Extract the full set of records that follows, word for word.

[Opening THE RECORDS section]

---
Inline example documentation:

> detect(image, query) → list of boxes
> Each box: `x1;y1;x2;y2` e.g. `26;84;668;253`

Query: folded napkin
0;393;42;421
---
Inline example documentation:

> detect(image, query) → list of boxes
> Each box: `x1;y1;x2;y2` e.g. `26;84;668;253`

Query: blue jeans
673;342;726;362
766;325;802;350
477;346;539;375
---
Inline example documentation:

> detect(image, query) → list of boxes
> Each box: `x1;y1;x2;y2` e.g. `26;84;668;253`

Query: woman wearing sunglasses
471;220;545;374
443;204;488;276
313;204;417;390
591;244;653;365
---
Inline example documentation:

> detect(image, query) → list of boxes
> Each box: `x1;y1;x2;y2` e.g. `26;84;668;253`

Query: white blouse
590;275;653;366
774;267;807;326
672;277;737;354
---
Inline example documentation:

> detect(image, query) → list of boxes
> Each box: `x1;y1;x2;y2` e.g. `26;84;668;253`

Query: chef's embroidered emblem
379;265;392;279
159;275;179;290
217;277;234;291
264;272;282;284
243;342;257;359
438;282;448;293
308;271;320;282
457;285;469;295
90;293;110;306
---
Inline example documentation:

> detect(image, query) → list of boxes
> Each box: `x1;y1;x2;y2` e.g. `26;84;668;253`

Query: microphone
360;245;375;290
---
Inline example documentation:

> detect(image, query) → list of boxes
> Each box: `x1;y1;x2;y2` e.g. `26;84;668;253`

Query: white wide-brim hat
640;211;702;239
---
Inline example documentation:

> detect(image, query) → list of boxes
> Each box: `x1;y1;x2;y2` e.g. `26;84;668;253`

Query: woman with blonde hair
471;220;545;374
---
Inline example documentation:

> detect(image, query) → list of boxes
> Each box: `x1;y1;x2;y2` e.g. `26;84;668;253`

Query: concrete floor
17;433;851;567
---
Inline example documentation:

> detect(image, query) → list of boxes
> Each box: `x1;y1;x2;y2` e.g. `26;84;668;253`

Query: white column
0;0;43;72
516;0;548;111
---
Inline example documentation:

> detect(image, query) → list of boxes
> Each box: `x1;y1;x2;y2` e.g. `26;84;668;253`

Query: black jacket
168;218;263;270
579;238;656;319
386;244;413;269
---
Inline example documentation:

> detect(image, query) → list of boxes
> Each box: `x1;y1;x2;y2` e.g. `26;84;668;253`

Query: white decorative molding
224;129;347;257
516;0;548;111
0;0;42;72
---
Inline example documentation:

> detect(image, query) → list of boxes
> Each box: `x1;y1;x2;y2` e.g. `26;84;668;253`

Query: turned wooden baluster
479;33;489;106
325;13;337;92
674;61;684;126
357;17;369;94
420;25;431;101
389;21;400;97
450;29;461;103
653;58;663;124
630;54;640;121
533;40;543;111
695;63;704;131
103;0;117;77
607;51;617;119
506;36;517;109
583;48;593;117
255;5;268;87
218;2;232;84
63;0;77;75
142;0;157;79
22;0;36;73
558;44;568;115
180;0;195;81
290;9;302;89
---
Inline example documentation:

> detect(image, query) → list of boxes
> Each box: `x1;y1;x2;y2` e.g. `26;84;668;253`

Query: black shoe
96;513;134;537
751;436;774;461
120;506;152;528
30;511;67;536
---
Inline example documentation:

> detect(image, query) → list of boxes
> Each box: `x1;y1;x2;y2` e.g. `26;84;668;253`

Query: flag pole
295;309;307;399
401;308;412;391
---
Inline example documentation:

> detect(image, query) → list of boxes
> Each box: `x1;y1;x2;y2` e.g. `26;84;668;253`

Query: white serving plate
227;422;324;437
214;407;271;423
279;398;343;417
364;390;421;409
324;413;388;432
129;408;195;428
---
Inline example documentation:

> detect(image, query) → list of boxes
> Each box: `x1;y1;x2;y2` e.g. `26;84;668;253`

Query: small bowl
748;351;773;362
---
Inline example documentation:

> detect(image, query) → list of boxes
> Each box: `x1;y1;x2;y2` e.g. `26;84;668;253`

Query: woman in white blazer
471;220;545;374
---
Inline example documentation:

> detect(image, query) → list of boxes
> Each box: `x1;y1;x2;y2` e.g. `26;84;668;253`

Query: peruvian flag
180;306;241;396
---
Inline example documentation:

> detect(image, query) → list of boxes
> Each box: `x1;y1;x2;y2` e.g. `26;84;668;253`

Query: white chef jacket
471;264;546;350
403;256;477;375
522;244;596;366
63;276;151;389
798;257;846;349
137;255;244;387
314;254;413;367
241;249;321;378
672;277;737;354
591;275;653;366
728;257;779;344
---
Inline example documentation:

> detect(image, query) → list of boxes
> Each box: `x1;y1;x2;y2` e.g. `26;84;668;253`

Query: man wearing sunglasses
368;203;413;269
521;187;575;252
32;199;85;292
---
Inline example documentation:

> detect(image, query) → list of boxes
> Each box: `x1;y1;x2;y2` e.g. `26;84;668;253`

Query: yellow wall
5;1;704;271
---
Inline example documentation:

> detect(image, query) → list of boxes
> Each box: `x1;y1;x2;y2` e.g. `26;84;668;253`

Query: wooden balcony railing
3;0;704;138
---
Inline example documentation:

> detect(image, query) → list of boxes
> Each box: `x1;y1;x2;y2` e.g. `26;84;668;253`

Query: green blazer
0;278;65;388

[Closing THE RECORDS section]

RESPONSE BOX:
---
Inline example documentation:

> detect(image, query) → list of boxes
> Each box: `x1;y1;x2;y2` e.g. `26;84;668;253`

Query: folded napkin
0;393;42;421
---
Inline example documentation:

> detect(image, query) → list of boxes
> Each box: `x1;y1;x2;y2` e.g. `26;84;668;253`

Query: blue jeans
673;342;726;362
766;325;802;350
477;346;539;375
---
Inline example documentation:

> detect(image, query) → list of boxes
> Each box: `x1;y1;x2;y2` e.g. `26;84;668;253`

Query: woman wearing sunglasses
471;220;545;374
443;204;488;276
313;204;417;390
591;244;653;365
---
Inline example documentation:

> detect(image, query) → list of boxes
> Each box: `x1;y1;x2;y2` e.g. `26;84;668;253`

Query: white blouse
590;275;653;366
774;267;807;326
672;277;737;354
---
Inline example documentation:

> detect(image, query) → list of boxes
> Each box: `x1;y1;x2;y2` e.g. `26;84;668;253`

Query: chef's embroidered emblem
379;265;392;279
159;275;179;290
217;277;234;291
264;272;282;284
243;342;257;359
438;282;448;293
308;271;320;282
457;285;469;295
90;293;110;306
---
Inline example documentation:

> detect(image, query) → list of boxes
> Each box: `x1;y1;x2;y2` e.g. `26;84;668;253`

Query: microphone
360;245;375;290
---
Inline example documentation:

> detect(image, query) → list of boxes
> Each box: `x1;y1;x2;y2` e.g. `26;84;668;253`

Query: white wide-brim hat
640;211;702;239
---
Inline example documentation:

> detect(image, query) → list of boxes
> Each box: `x1;y1;x2;y2` e.g. `26;84;668;253`

Query: woman with blonde hair
471;220;545;374
---
Inline example documentation:

> detect(image, query) → list of boxes
> Each box: `x1;y1;x2;y2` e.g. `26;84;668;253`

Query: concrete floor
17;433;851;567
---
Inline example documentation:

> detect(image, query) → list of boxes
> Each box: `x1;y1;x2;y2` e.g. `26;84;668;253`

Query: white column
0;0;43;72
516;0;548;111
---
Inline example documentation:

> detect(image, query) → list of boxes
> Each box: `x1;y1;x2;y2` e.g. `26;84;668;253`

Query: black jacket
168;218;263;270
579;238;656;319
386;244;413;269
---
Inline example documentation:

> detect(image, query) → list of boxes
> Each box: `x1;y1;x2;y2` e.g. `26;84;668;253`

Query: white decorative molding
224;129;347;257
516;0;548;111
0;0;42;72
---
Inline example documentation:

> detect(image, query) → list of boxes
> Each box: `x1;y1;x2;y2` e.g. `26;84;668;253`

Query: turned wooden baluster
479;33;489;106
325;13;337;92
674;61;684;126
357;17;369;94
420;25;431;101
389;21;400;97
450;29;461;103
653;58;663;124
630;54;640;121
533;40;543;111
695;63;704;131
103;0;117;77
607;51;617;119
506;36;517;109
583;48;593;117
255;5;268;87
218;2;232;84
63;0;77;75
142;0;157;79
22;0;36;73
558;44;568;115
180;0;195;81
290;9;302;89
---
Inline example documentation:

> detect(image, query) → list of boxes
> Each box: `x1;y1;x2;y2` e.g. `26;84;668;253`

Query: black shoe
96;513;134;537
751;436;774;461
120;506;152;528
30;511;67;536
---
Inline example documentation:

> detect(image, query) → list of boxes
> Each box: `x1;y1;x2;y2` e.g. `26;84;668;253`

Query: flag pole
295;309;307;399
401;308;412;391
---
Inline example documentation:

> detect(image, query) → list of boxes
> Each box: `x1;y1;x2;y2` e.g. `26;84;668;253`

Query: white serving plate
227;422;324;437
214;407;271;423
279;398;343;417
364;390;421;409
324;413;388;432
129;408;195;428
---
Inline example documentation:

> detect(image, query) → list of boxes
> Each box: `x1;y1;x2;y2` e.g. `26;84;668;253`

Query: small bowl
748;351;773;362
---
Inline example documentation:

> detect(image, query) → list of boxes
> Each box: `x1;y1;x2;y2` e.g. `26;84;668;253`

Query: woman in white blazer
471;220;545;374
---
Inline example documentation:

> detect(image, query) → list of boxes
> Each box: `x1;y1;x2;y2` e.g. `26;84;668;253`

Query: peruvian flag
180;306;241;396
---
Inline example documentation:

> detect(image, query) → list of boxes
> Each box: `x1;y1;x2;y2` e.g. `26;84;668;253`

Query: white chef jacket
471;264;546;350
403;256;477;375
522;244;596;366
63;276;151;389
798;257;846;349
137;255;244;387
314;254;413;367
241;249;321;378
672;277;737;354
591;275;653;366
728;257;779;344
---
Inline example documentation:

> detect(image, query) → list of boxes
> Each box: `x1;y1;x2;y2` e.g. `26;84;668;253`

Query: man wearing sunglasses
368;203;413;269
521;187;575;252
32;199;85;292
---
Inline example documentation:

> detect(image, query) → list of boxes
> Each box: `x1;y1;x2;y2` e.g. `26;84;668;253`

Query: yellow wall
5;1;704;271
---
Inline example documentation:

> detect(image, query) → list of boxes
> Each box: `x1;y1;x2;y2` e.g. `26;84;668;253`

Query: wooden balcony railing
3;0;704;138
---
Inline example documentation:

> detect(image, query) → list of boxes
> Each box: `x1;y1;x2;y2` e.g. `26;84;668;253`

Query: green blazer
0;278;65;388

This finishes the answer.